**GIVEN RECORDS**:
++++++++++++++++++++
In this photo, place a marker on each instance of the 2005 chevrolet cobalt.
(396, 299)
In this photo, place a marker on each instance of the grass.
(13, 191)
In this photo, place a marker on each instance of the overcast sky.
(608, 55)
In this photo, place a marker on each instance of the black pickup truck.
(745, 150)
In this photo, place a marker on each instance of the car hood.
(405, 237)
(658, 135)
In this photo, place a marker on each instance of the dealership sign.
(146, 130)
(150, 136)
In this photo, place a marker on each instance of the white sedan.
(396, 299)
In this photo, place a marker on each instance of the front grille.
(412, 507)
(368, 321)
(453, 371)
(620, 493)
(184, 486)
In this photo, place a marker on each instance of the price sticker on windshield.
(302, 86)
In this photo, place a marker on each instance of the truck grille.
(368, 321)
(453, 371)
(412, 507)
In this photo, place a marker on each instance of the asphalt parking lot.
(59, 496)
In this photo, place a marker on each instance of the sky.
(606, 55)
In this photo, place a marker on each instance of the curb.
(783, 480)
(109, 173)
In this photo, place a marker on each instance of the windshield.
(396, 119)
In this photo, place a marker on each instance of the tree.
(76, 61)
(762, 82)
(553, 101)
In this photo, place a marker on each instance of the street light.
++++++++++++++++++++
**WHAT YOU NEED TO DO**:
Copy every record above exactly as it is.

**YOUR RESPONSE**:
In this photo, place a marker on each instance of the 2005 chevrolet cobalt.
(396, 299)
In this photo, place a marker on each instance of the grass.
(13, 191)
In this photo, place a marker on each instance of the overcast sky.
(608, 55)
In this photo, place a marker on each instance of the black pickup truck.
(745, 150)
In this photo, place a marker on each instance of the car hood.
(405, 237)
(658, 135)
In this photo, place a marker on each instance of the dealership sign.
(146, 130)
(150, 136)
In this photo, place a marker on each instance of the white sedan.
(396, 299)
In this photo, place a marker on each instance of the front grille.
(412, 507)
(368, 321)
(453, 371)
(620, 493)
(184, 486)
In this photo, place a marker on each instance of the price sticker on windshield.
(302, 86)
In this photo, place a marker on each instance of the truck grille.
(368, 321)
(453, 371)
(412, 507)
In this photo, place a marker on each instance of the asphalt parking lot.
(59, 496)
In this photo, place a marker on each instance of the sky.
(606, 55)
In this photo, place a marker on each instance of the curb.
(783, 480)
(109, 173)
In this photo, place a marker on each instance of the windshield.
(396, 119)
In this photo, place a marker on each instance of the tree.
(76, 61)
(762, 82)
(553, 101)
In this photo, place a marker on each instance of the street light.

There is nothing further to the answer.